Selected excerpt –
########################################
You've probably heard by now that the Department of Energy will announce tomorrow that one of their fusion machines has achieved the holy grail: net energy production. That is, the energy coming out will be greater than the energy going in.
Not to put a damper on the whole thing, but there's a little less here than meets the eye. Here's a very rough block diagram of the energy flow in the National Ignition Facility:
The very final stage, where lasers heat up the fusion fuel, does indeed produce a net energy gain. This is known as Q, and in this example equals 1.25, which is about what we're expecting DOE to announce tomorrow.
But the wall-to-wall energy consumption is quite different: Taken as a whole, the system is likely to produce about 1-2% of the energy initially used to charge the capacitors that drive the lasers. This is nowhere close to net energy gain.
########################################
Task input –
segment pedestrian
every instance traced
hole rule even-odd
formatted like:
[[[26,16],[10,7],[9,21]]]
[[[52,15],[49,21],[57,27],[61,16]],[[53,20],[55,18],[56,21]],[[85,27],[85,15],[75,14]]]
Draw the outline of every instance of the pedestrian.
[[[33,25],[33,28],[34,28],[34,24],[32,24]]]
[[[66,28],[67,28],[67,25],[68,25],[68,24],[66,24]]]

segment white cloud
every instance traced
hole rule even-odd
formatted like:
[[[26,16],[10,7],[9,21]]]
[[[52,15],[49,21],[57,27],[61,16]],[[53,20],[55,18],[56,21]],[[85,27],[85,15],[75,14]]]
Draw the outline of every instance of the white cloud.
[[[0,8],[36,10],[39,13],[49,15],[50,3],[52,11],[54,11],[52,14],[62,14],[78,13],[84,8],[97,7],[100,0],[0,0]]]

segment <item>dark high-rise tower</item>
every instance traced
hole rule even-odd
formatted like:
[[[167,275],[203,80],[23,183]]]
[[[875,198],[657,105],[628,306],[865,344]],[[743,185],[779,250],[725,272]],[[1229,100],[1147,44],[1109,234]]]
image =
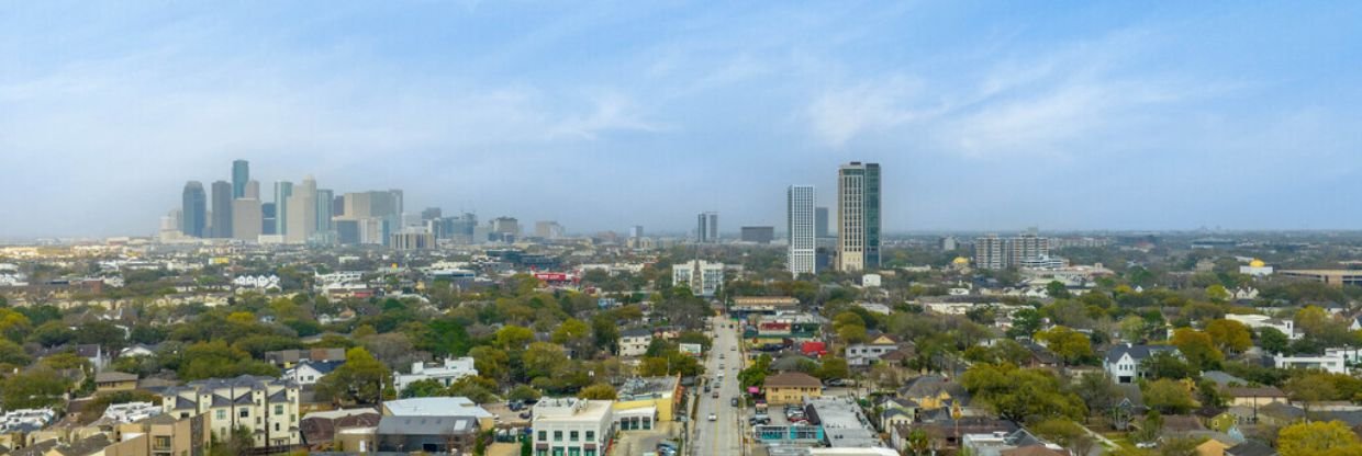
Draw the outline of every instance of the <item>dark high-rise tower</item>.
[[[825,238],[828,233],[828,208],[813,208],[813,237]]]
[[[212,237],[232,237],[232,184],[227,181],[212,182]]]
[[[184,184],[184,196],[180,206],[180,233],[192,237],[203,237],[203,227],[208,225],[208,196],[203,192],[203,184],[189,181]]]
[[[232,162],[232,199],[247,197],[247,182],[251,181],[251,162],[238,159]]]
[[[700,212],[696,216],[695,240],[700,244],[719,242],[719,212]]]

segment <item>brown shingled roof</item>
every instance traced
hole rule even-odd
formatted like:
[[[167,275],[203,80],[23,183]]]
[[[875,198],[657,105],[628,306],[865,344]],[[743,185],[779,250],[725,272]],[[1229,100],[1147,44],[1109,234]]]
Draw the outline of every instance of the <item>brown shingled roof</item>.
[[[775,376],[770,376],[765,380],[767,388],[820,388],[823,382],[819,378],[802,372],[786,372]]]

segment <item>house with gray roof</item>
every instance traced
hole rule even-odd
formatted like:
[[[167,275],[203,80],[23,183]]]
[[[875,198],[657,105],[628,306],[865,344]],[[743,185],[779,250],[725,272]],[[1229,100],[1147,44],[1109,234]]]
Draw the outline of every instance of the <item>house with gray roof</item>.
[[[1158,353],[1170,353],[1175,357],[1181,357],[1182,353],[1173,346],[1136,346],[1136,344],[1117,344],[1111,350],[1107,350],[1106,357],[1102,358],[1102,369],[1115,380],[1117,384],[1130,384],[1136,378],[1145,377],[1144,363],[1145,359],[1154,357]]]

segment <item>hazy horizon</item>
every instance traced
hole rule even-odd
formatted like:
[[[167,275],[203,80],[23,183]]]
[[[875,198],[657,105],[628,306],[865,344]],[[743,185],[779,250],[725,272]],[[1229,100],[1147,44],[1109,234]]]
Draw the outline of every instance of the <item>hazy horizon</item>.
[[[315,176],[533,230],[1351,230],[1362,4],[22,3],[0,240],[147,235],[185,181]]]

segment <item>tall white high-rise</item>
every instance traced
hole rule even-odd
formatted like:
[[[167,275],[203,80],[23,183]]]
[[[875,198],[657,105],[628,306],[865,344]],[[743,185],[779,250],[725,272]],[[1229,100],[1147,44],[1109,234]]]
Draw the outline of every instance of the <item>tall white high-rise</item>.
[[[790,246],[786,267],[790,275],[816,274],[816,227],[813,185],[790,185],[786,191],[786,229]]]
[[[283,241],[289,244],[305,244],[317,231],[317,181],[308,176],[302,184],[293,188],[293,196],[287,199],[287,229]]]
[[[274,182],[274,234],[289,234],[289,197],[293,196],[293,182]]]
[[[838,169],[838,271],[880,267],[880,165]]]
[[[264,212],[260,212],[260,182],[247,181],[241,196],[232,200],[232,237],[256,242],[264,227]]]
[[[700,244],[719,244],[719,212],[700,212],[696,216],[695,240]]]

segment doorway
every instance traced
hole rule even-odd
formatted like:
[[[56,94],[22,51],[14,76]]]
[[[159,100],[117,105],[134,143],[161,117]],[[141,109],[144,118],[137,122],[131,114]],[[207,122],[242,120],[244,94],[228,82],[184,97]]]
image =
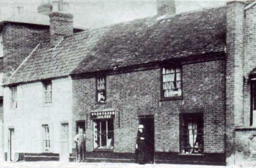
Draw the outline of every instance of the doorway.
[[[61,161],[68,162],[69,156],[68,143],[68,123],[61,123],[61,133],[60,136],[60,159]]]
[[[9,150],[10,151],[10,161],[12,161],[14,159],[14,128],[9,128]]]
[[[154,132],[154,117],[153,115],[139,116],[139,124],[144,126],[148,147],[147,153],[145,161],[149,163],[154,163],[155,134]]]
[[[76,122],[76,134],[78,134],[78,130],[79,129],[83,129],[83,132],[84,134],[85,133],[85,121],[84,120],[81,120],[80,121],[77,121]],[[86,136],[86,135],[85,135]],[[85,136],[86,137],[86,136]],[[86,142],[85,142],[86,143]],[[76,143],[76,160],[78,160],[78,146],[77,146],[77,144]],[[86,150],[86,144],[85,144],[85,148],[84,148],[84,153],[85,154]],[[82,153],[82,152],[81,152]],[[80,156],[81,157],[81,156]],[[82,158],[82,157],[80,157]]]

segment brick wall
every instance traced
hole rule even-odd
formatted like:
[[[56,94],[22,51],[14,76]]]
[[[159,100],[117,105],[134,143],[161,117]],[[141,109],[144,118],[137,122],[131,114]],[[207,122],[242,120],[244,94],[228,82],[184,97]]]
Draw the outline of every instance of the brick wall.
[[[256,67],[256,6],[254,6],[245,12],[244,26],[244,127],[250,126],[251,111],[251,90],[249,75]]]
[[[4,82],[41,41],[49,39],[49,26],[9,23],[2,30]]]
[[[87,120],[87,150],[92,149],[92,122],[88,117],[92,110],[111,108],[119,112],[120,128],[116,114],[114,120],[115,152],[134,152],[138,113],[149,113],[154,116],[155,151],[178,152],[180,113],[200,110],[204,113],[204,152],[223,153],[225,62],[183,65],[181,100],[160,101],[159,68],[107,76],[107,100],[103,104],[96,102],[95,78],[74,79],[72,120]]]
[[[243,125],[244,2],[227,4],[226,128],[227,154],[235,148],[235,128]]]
########################################
What you will do –
1. Reproduce the fusion energy post in full, word for word.
2. Pick out each line in the entries containing the word "cloud" and copy those lines.
The fusion energy post and the entries have no connection to each other.

Task-by-task answers –
1.
You've probably heard by now that the Department of Energy will announce tomorrow that one of their fusion machines has achieved the holy grail: net energy production. That is, the energy coming out will be greater than the energy going in.
Not to put a damper on the whole thing, but there's a little less here than meets the eye. Here's a very rough block diagram of the energy flow in the National Ignition Facility:
The very final stage, where lasers heat up the fusion fuel, does indeed produce a net energy gain. This is known as Q, and in this example equals 1.25, which is about what we're expecting DOE to announce tomorrow.
But the wall-to-wall energy consumption is quite different: Taken as a whole, the system is likely to produce about 1-2% of the energy initially used to charge the capacitors that drive the lasers. This is nowhere close to net energy gain.

2.
segment white cloud
Draw the outline of every instance of the white cloud.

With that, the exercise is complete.